_What this task involves_
Every line below should be copied exactly; drop the pictures.

_Dataset excerpts_

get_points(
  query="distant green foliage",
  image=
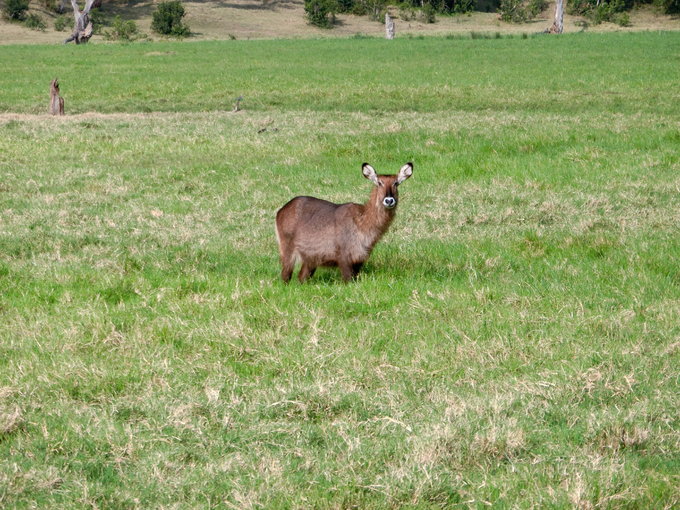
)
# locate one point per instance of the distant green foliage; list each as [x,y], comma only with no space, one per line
[15,9]
[321,13]
[513,11]
[167,19]
[429,13]
[409,10]
[669,6]
[122,30]
[612,11]
[53,5]
[35,22]
[98,20]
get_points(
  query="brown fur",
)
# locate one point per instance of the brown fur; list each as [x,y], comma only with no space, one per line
[320,233]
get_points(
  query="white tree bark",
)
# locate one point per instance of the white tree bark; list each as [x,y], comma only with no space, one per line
[82,30]
[389,27]
[558,25]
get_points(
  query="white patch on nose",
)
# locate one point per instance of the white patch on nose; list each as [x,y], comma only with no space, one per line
[389,202]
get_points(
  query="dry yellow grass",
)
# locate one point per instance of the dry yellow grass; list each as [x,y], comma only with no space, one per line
[254,19]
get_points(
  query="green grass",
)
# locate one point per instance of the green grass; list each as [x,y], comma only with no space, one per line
[513,340]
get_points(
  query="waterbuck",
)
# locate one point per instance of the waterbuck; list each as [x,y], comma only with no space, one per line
[320,233]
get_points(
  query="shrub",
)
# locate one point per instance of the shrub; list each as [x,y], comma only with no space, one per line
[622,19]
[463,6]
[98,21]
[16,9]
[35,22]
[53,5]
[536,7]
[321,13]
[122,30]
[167,19]
[429,13]
[513,11]
[63,22]
[407,13]
[669,6]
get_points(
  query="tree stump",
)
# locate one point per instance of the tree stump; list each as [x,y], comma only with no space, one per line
[389,27]
[82,30]
[558,25]
[56,101]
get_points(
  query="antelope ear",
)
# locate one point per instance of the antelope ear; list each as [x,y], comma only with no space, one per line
[405,172]
[369,173]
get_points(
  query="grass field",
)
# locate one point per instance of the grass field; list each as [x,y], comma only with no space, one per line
[513,341]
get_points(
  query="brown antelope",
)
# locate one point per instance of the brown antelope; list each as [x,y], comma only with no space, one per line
[320,233]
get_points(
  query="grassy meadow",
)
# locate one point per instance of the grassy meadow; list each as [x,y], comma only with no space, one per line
[513,341]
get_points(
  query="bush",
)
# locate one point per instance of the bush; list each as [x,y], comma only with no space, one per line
[512,11]
[463,6]
[321,13]
[53,5]
[622,19]
[167,19]
[429,13]
[669,6]
[536,7]
[122,30]
[63,22]
[35,22]
[16,9]
[98,20]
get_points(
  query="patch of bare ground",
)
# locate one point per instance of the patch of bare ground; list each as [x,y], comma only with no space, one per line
[255,19]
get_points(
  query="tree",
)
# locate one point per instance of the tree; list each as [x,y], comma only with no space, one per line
[82,30]
[558,25]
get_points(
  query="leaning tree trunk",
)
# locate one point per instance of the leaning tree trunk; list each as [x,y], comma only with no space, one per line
[82,30]
[56,101]
[389,26]
[558,25]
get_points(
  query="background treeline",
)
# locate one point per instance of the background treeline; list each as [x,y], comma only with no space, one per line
[322,12]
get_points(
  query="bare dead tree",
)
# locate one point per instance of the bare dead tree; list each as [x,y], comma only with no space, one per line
[558,25]
[56,101]
[82,30]
[389,27]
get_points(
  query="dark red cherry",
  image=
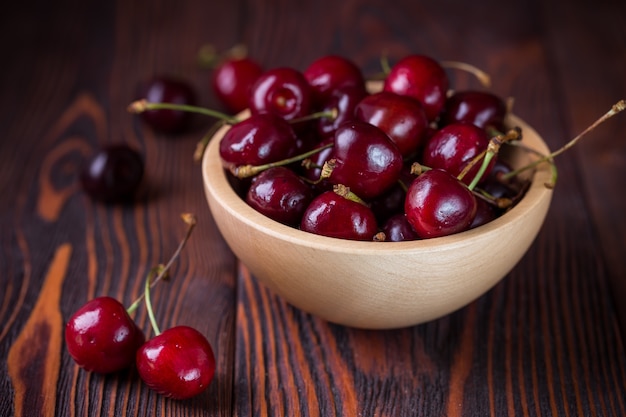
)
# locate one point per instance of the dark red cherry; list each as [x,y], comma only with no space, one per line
[280,194]
[167,89]
[343,101]
[282,91]
[402,118]
[398,229]
[257,140]
[113,174]
[179,363]
[101,337]
[453,146]
[232,82]
[482,108]
[438,204]
[332,72]
[366,160]
[334,215]
[422,78]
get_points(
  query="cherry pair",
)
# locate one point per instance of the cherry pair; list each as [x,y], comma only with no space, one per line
[102,337]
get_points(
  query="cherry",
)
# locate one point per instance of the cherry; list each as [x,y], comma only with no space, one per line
[365,159]
[257,140]
[438,204]
[339,214]
[166,89]
[280,194]
[178,363]
[422,78]
[402,118]
[282,91]
[454,146]
[398,229]
[232,81]
[343,102]
[482,108]
[113,174]
[101,337]
[331,72]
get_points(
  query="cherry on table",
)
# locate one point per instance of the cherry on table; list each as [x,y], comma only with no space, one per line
[168,89]
[334,215]
[422,78]
[232,81]
[178,363]
[101,337]
[438,204]
[113,174]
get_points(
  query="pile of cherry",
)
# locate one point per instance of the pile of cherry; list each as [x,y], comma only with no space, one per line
[322,153]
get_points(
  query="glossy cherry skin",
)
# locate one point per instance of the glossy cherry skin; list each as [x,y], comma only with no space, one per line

_Solution_
get_points(
  query="distant green foliage",
  image=
)
# locate one point per instance of the distant green foliage; list each as [x,y], comma only with no space, one per line
[15,9]
[321,13]
[513,11]
[167,19]
[429,13]
[409,10]
[669,6]
[122,30]
[612,11]
[53,5]
[35,22]
[98,20]
get_points(
  query="brown fur",
)
# locate one point per instance of the brown fur; list each as [x,y], comma only with no space, one per line
[320,233]
get_points(
  query="white tree bark",
)
# locate one point per instance of the white tree bark; list each as [x,y], comma only with no space, one per line
[82,30]
[389,27]
[558,25]
get_points(
  query="white patch on nose",
)
# locate one point per instance of the white patch on nose; list each as [x,y], comma only with no space, one per line
[389,202]
get_points(
  query="dry yellow grass",
)
# locate one point per instance of the dry yellow grass; list each as [x,y], comma only with no space, one per line
[254,19]
get_points(
  query="green grass",
)
# locate one point per instance of the green grass; list each as [x,y], comma only with no space, one per line
[513,340]
get_points(
  query="waterbuck",
)
# locate one point per instance of the waterbuck; list each as [x,y], comma only with no space, one per line
[320,233]
get_points(
  query="shrub",
)
# locate one point per instance of the shrub; list each as [x,y], comma only with no space, one per line
[622,19]
[463,6]
[98,21]
[16,9]
[35,22]
[53,5]
[536,7]
[321,13]
[122,30]
[167,19]
[429,13]
[513,11]
[63,22]
[407,13]
[669,6]
get_points(
  query="tree stump",
)
# locate one point per instance of the tree stump; list each as [x,y], comma only with no space, one per line
[389,27]
[82,30]
[558,25]
[56,101]
get_points(
  query="antelope ear",
)
# locate one point per instance of the antelope ear; list each as [x,y], comma only with no space, one per line
[405,172]
[369,173]
get_points(
  query="grass field",
)
# locate one point per instance of the grass field; list each as [x,y], comma only with no space, one per line
[513,341]
get_points(
  query="brown antelope",
)
# locate one point per instance of the brown antelope; list each as [x,y], comma only with no space, one per line
[320,233]
get_points(
  query="grassy meadow",
)
# locate one point per instance of the grassy meadow; list each as [x,y], comma only with no space, one per line
[513,341]
get_points(
  query="bush",
)
# locate one point per instance of the bush; list each as [x,y], comma only with no space, one per line
[512,11]
[463,6]
[321,13]
[53,5]
[622,19]
[167,19]
[429,13]
[669,6]
[536,7]
[122,30]
[63,22]
[35,22]
[16,9]
[98,20]
get_points(
  query="patch of bare ground",
)
# locate one point per instance of the patch of bare ground; list each as [x,y], comma only with no space, one per line
[255,19]
get_points(
  query="tree",
)
# locate one point per instance of the tree; list each as [x,y], comma only with no space, one per line
[82,30]
[558,25]
get_points(
  query="leaning tree trunk",
)
# locate one point per instance of the leaning tree trunk; list each as [x,y], comma only with no space, one per line
[82,30]
[56,101]
[389,26]
[558,25]
get_points(
  query="background treeline",
)
# locate one point per instance of the background treeline; list each as [x,y], comma only with no space, one per line
[322,12]
get_points(
  query="bare dead tree",
)
# locate one point per instance of the bare dead tree; list each as [x,y], comma only with no space, one per line
[558,25]
[56,101]
[82,30]
[389,27]
get_points(
  query="dark red cherry",
  image=
)
# locate one point per instance of the dark red cherry; list each as [x,y], comma only with no space, one per line
[280,194]
[167,89]
[343,101]
[282,91]
[402,118]
[398,229]
[257,140]
[113,174]
[179,363]
[101,337]
[453,146]
[232,82]
[482,108]
[438,204]
[332,72]
[366,160]
[334,215]
[422,78]
get_points(
  query="cherry pair",
)
# locate one point per instance of the cherry pair; list each as [x,y], comma only with no space, one per line
[102,337]
get_points(
  query="cherry",
)
# locate one point per instance of the cherry; list each as [x,y], comma only with no space, one per line
[365,159]
[257,140]
[438,204]
[339,214]
[166,89]
[280,194]
[178,363]
[422,78]
[402,118]
[282,91]
[454,146]
[398,229]
[232,81]
[343,102]
[482,108]
[113,174]
[101,337]
[331,72]
get_points(
  query="cherry on table",
)
# locate one point per instance of the cherry on table; list each as [x,y], comma only with no space, one per line
[168,89]
[334,215]
[422,78]
[232,81]
[178,363]
[101,337]
[438,204]
[113,174]
get_points(
  query="pile of cherry",
)
# locate one point per instance of the pile of cherry; list each as [x,y], comma only with no space, one per line
[322,153]
get_points(
  query="glossy cherry skin",
)
# locate one point per instance of the glossy cherry skin; list each as [x,y], comma only with no space, one per line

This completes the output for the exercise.